◆ DESCRIPTION OF THE TASK: Decide whether each statement below agrees with the text on Job's friends, giving yes or no and quoting the words that settle it. 1. Job's friends stayed with him for seven days without saying anything. 2. The writer reads "lifted up their voices" as meaning the friends spoke. 3. Seven is called the number of completion.

◆ SUPPLIED TEXT:
Pain Management
Then they sat down on the ground with him for seven days and seven nights, with no one speaking a word to him, for they saw that his pain was very great. Job 2:13 NASB
No one speaking a word – In the last verse we discovered that nûd and nāḥam are really circumlocutions for what really matters when it comes to pain. The words are there, but the true reality is the manifestation of human connection that they intend to describe. Without that actual exhibition of connection, these words are empty containers, like digital greeting cards with pre-packaged generalities. Press the “Delete” key. “It’s the thought that counts” doesn’t count.
Job’s friends connect. They come to sympathize. They come to comfort. But before anything else, they come to connect. And they connect by just being there! Seven days without a word. Why? Because it takes a long time to become truly present to another person’s pain. At the end of seven days—seven days of observing, feeling, sensing, breathing, and hearing—then they realize the depth of his agony. In fact, the previous verse tells us that Job’s appearance was so distressful to his friends that they could do nothing but weep and groan. They tore their robes—a sign of intenseheartache—and covered themselves with ashes—a symbol of their great despair. The translated text reads, “lifted up their voices” but we should not imagine that they spoke. What they did was make noise—the noise of personal wretchedness. I’m sure you know what that sounds like—and it’s not words.
Now they sit with Job for seven days. Of course, the number is symbolically significant, the number of completion. The days of tangible connection have been accomplished. Now we can converse.

◆ RECORDED INFORMATION:
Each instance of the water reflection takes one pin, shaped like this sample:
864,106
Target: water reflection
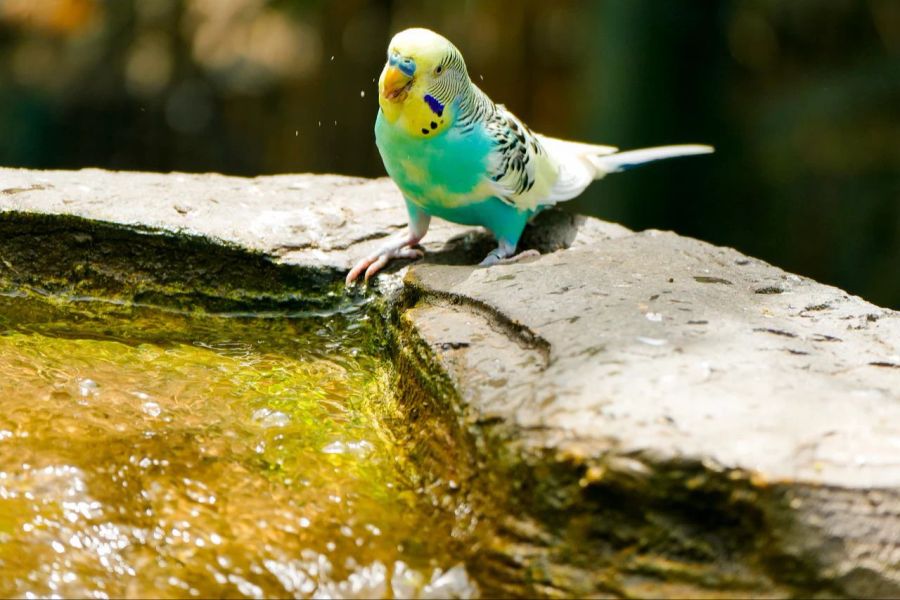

◆ TASK RESPONSE:
1. Yes: "Seven days without a word."
2. No: "but we should not imagine that they spoke."
3. Yes: "the number of completion."